**Work to do:** Write the rows below as a JSON list of strings, one string per line, omitting blank lines and the pictures.

-- start of The data --

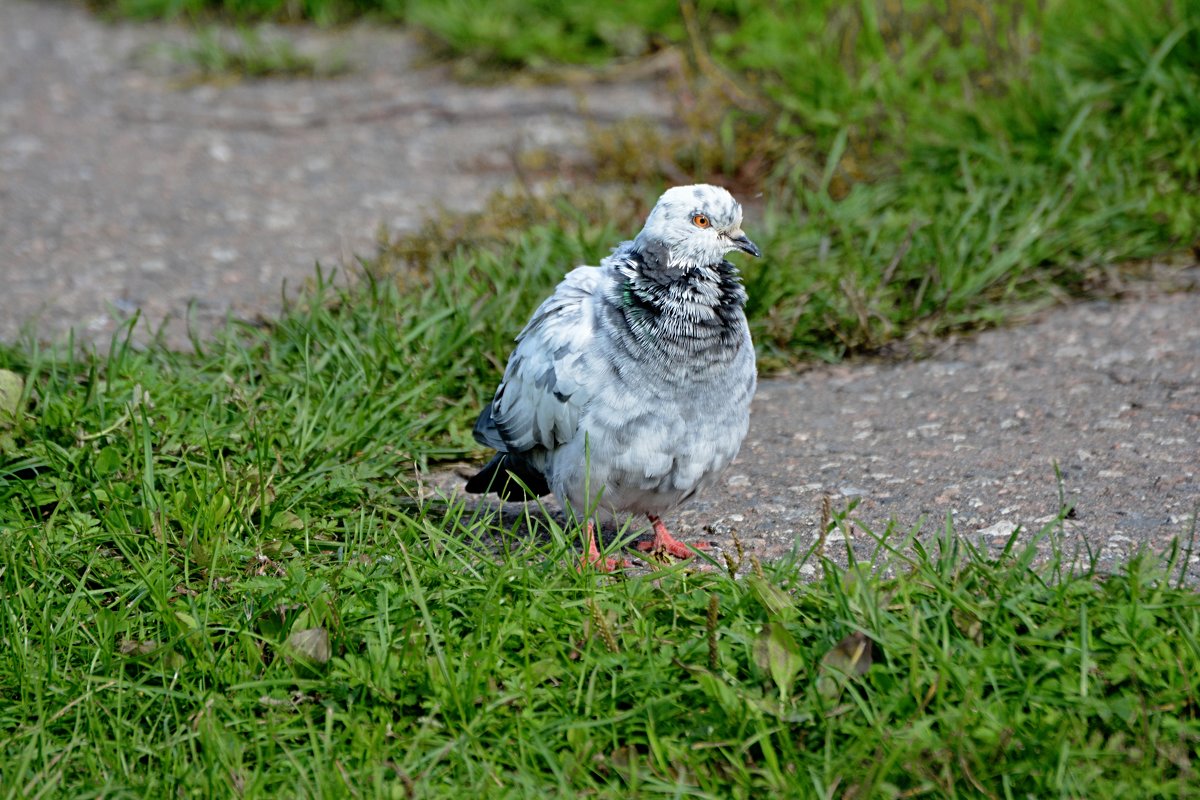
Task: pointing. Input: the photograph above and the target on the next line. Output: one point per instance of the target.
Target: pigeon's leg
(664, 542)
(594, 558)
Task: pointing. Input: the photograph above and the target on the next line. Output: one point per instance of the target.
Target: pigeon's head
(694, 226)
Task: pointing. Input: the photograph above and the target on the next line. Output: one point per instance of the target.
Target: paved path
(120, 190)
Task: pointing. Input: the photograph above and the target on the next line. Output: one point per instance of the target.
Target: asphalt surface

-- end of The data --

**The completed task:**
[
  "Task: pointing. Input: the photograph above and the target on the next line. Output: one point per instance of the target.",
  "Target: pigeon's leg",
  "(664, 542)",
  "(594, 558)",
  "Task: pointing. Input: the photograph above and the target on the next line. Output: one point per instance of the target.",
  "Target: pigeon's head",
  "(694, 226)",
  "Task: pointing. Input: the photograph above and the target on the next line. Output: one point per instance of the target.",
  "Target: paved path",
  "(120, 190)",
  "Task: pointing. Input: the photograph above and the target on the next line. Output: one point per instance of the target.",
  "Target: asphalt surface"
]